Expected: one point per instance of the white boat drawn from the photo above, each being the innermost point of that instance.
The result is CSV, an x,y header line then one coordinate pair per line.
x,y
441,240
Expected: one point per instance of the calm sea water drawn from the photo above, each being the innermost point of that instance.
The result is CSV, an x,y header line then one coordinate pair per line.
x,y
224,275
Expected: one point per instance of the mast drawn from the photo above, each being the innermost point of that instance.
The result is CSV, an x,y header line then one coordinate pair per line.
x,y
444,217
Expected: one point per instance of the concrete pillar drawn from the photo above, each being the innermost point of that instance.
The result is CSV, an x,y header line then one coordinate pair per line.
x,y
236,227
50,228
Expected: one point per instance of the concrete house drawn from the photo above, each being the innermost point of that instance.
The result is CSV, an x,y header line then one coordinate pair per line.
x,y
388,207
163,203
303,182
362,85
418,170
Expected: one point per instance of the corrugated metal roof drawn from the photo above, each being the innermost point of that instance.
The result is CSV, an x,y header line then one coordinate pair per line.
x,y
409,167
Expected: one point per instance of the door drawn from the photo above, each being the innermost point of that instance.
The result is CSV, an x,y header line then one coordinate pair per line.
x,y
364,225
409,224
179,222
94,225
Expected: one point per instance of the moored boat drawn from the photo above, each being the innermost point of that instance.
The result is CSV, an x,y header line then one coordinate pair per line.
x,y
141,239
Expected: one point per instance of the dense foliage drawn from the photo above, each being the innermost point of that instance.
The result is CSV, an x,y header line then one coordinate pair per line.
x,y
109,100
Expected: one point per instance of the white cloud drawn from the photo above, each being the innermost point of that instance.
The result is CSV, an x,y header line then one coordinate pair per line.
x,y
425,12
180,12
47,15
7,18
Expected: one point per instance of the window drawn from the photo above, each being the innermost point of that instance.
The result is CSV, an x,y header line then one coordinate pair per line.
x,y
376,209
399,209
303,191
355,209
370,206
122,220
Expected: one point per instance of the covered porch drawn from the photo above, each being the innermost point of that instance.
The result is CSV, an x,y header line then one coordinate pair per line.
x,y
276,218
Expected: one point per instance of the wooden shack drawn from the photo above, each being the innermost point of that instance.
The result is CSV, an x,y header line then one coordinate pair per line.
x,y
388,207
########################################
Find and copy each line in the material above where the string "concrete" occurs.

FINAL ANSWER -
Expected: one point per instance of the concrete pillar drawn from the photo above, each being the innermost point of that instance.
Expected: one point per instance of the concrete house drawn from the photo above, each being the innermost point of that instance.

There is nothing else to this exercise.